Update the records from the line containing "In the photograph above, where can the white" through the end of the records by changing "church wall" to "chapel wall". Return only those lines, with everything else left as it is.

▬▬▬▬▬▬▬▬▬▬

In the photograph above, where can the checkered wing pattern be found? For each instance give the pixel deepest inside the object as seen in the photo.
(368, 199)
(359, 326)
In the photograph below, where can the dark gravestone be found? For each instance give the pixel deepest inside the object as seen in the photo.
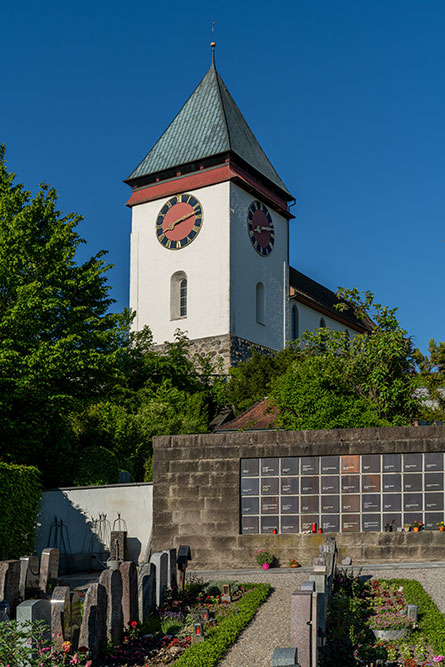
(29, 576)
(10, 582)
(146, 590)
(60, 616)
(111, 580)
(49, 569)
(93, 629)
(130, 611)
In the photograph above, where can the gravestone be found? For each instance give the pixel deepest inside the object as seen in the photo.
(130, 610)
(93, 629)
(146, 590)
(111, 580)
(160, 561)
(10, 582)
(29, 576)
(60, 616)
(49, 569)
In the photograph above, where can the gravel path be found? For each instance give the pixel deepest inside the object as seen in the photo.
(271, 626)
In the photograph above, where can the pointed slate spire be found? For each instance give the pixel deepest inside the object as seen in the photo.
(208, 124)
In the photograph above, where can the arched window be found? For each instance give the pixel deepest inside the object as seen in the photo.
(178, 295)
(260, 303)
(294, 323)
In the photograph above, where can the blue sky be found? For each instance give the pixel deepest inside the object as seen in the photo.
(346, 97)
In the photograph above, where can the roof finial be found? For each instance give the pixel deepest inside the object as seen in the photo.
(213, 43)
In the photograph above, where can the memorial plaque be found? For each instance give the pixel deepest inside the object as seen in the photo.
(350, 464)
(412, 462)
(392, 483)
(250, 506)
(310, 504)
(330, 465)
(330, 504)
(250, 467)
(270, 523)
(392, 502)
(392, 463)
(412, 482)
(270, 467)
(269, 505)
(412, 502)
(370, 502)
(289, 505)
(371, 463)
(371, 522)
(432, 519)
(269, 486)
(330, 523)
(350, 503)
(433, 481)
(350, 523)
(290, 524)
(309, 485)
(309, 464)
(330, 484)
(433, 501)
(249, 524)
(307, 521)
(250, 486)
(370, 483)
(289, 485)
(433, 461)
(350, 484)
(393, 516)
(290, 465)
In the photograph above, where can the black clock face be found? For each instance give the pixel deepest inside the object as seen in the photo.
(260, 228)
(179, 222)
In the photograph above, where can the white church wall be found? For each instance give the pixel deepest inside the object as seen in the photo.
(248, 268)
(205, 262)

▬▬▬▬▬▬▬▬▬▬

# Exercise solution
In the photograph above, where can the white chapel wall be found? For each instance give the pixel deepest inside the object as seen in the photo.
(248, 268)
(205, 262)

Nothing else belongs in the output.